Objetivo del ejercicio: Prolonga, por favor, la reseña de la obra «Años noventa. Nacimos para ser estrellas» que aparece más abajo, empezando justo después de su última oración.

Texto proporcionado:

***

Título: Años noventa.
Nacimos para ser estrellas
Texto: Pablo Fidalgo y Celso Jiménez
Dirección: La tristura
Iluminación: David Benito
Intérpretes: Itsaso Arana y Violeta Gil
Estreno en Madrid: Sala El Canto de la Cabra,
1 – V - 2008

FOTO: DAVID BENITO

La primera entrega de La tristura era ya muy prometedora. Tuvimos ocasión de consignarlo cuando se estrenó en El Canto de la Cabra La velocidad del padre, la velocidad de la madre, que permitía atisbar ya la realidad de una  compañía con estilo propio, con cosas que decir y con voluntad de hacerlo. La huella inequívoca de algunos maestros no impedía distinguir un lenguaje personal que comenzaba a definirse con brillantez y que resultaba particularmente estimulante, sobre todo si se consideraba que se trataba de una compañía tan joven. Su segundo trabajo,  Años noventa. Nacimos para ser estrellas, confirma gozosamente aquellas promesas. Se advierte una maduración notable del grupo, como si hubieran transcurrido años entre uno y otro espectáculo, sin que hayan perdido por ello su frescura,  ni una identidad colectiva que van conformando coherente y responsablemente.

***

Bloque de datos:
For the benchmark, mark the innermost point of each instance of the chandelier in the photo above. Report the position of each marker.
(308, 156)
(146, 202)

***

Resultado:
FOTO: DAVID BENITO
Ya desde su anfibológico título Años noventa. Nacimos para ser estrellas es a la vez un espectáculo crepuscular y auroral, mostrado desde una mirada apocalíptica y juvenil,  a un tiempo.  La historia  de dos hombres maduros, encarnados por dos mujeres muy jóvenes en una suerte de extrañamiento, pero también de deliberada ambigüedad, de superposición de planos vitales, de metafórica convergencia, aporta un rico juego de sugerencias, desde la conciencia de un final a que han abocado las frustraciones con que se saldaron ilusiones y utopías o los errores personales, que han impedido a estos personajes ver cumplidos sus sueños individuales y colectivos. El término de los años  noventa sugiere un año cero, un desenlace, que algunos llamaron fin de la historia, y que para La Tristura estaría simbolizado por el ataque a las Torres gemelas, apocalíptica imagen de un desenlace explosivo y contundente, que envía a las estrellas a toda una civilización, sociedad del espectáculo sublimada, convertida en ceremonia de inmolación de sí misma y para sí misma.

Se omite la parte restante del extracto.